[Work required] Your task is to quote the records from their first line through the line containing "positive clicks: (214, 488)", with nothing added or left out.

[Material for the task]
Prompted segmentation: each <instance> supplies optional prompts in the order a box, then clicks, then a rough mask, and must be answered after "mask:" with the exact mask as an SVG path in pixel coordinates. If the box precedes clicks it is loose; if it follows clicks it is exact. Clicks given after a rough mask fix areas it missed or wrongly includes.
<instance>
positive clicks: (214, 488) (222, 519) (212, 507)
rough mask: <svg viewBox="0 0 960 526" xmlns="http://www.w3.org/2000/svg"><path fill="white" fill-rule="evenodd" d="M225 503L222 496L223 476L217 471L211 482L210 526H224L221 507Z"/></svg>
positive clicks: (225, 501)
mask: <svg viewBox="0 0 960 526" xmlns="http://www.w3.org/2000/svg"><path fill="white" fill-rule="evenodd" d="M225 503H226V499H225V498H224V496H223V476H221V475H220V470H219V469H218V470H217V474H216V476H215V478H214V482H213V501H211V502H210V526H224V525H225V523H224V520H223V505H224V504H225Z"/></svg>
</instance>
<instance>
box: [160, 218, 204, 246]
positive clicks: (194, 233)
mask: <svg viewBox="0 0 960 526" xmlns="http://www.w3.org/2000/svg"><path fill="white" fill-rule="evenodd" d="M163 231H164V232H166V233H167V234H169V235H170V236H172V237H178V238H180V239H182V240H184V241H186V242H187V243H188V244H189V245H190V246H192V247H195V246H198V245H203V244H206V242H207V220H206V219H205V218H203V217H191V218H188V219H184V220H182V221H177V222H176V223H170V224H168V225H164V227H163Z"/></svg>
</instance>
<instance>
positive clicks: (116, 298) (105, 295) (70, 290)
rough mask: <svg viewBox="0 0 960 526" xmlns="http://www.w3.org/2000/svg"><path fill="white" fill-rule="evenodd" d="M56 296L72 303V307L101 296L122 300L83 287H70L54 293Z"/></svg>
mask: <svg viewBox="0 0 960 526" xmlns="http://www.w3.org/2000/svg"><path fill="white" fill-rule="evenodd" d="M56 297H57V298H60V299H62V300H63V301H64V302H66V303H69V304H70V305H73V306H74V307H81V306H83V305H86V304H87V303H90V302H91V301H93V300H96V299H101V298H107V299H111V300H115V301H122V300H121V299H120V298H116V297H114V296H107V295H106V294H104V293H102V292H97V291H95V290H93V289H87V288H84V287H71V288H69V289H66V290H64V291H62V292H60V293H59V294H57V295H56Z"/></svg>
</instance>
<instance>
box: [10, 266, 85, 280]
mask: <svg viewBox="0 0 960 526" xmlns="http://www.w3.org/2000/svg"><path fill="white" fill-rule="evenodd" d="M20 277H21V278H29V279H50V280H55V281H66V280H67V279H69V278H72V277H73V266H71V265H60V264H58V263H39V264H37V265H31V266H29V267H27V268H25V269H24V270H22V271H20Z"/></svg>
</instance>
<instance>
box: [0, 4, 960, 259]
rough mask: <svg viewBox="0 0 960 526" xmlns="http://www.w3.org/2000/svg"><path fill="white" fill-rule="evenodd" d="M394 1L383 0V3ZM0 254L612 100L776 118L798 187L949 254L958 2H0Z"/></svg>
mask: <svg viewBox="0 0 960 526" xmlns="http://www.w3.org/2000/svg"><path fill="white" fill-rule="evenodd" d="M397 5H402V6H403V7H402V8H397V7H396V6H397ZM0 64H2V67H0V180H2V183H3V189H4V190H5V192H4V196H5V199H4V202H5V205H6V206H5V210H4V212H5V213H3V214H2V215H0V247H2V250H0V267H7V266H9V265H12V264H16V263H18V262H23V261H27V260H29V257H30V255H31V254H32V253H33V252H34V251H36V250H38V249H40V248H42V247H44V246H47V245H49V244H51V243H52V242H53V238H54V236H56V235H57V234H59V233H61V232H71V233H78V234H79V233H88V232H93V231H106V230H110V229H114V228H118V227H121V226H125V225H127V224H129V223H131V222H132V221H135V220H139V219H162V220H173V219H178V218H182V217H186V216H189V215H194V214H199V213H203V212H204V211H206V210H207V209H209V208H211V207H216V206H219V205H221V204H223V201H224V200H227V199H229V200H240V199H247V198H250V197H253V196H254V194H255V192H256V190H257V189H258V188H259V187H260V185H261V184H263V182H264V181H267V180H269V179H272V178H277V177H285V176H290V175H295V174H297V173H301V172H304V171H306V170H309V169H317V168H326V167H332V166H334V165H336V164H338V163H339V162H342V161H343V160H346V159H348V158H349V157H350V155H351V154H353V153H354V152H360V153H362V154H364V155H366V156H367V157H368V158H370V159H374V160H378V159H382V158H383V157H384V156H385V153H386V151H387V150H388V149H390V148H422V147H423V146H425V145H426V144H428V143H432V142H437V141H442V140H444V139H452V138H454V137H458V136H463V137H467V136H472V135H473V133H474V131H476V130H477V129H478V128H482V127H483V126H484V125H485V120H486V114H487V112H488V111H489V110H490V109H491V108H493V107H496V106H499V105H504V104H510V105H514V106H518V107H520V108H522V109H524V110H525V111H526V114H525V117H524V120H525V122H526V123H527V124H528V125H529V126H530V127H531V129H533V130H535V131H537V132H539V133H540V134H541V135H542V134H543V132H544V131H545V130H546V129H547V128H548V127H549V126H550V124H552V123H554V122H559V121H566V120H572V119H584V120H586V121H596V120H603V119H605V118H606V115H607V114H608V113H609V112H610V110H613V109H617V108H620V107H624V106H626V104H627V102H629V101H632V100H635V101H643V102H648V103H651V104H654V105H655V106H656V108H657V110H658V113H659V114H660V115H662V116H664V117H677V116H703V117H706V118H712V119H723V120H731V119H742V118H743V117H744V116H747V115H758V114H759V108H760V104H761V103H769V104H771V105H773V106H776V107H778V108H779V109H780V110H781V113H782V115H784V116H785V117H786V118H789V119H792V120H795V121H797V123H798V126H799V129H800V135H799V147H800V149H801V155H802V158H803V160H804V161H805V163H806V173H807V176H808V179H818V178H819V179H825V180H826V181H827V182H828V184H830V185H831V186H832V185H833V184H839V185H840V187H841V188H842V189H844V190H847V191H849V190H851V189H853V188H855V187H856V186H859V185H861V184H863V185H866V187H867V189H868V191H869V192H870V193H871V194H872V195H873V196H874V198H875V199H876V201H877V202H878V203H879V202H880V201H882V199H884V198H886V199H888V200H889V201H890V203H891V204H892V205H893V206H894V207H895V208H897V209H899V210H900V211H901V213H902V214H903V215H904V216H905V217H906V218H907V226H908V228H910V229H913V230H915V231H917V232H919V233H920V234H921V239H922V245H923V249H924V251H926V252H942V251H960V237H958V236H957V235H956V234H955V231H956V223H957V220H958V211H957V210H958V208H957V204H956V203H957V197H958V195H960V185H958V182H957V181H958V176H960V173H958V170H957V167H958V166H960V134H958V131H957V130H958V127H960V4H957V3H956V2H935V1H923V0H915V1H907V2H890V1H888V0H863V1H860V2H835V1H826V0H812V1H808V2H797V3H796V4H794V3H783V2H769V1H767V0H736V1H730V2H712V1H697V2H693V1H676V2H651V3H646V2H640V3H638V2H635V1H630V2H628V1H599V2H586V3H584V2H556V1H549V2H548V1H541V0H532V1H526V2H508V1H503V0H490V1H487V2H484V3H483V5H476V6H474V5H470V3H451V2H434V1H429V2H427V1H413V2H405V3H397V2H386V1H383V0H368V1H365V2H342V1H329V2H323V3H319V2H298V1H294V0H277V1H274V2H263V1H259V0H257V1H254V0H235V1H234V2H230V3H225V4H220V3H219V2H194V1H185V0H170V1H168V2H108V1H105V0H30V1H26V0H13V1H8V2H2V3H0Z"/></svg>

[Response]
Prompted segmentation: each <instance> supplies optional prompts in the order a box, then clicks, then a rough mask, and must be answered after "mask:" with the exact mask as an SVG path in pixel coordinates. If the box precedes clicks it is loose; if it follows clicks it is exact. Clicks given after a rough mask fix areas it missed or wrongly includes.
<instance>
positive clicks: (214, 488) (222, 519) (212, 507)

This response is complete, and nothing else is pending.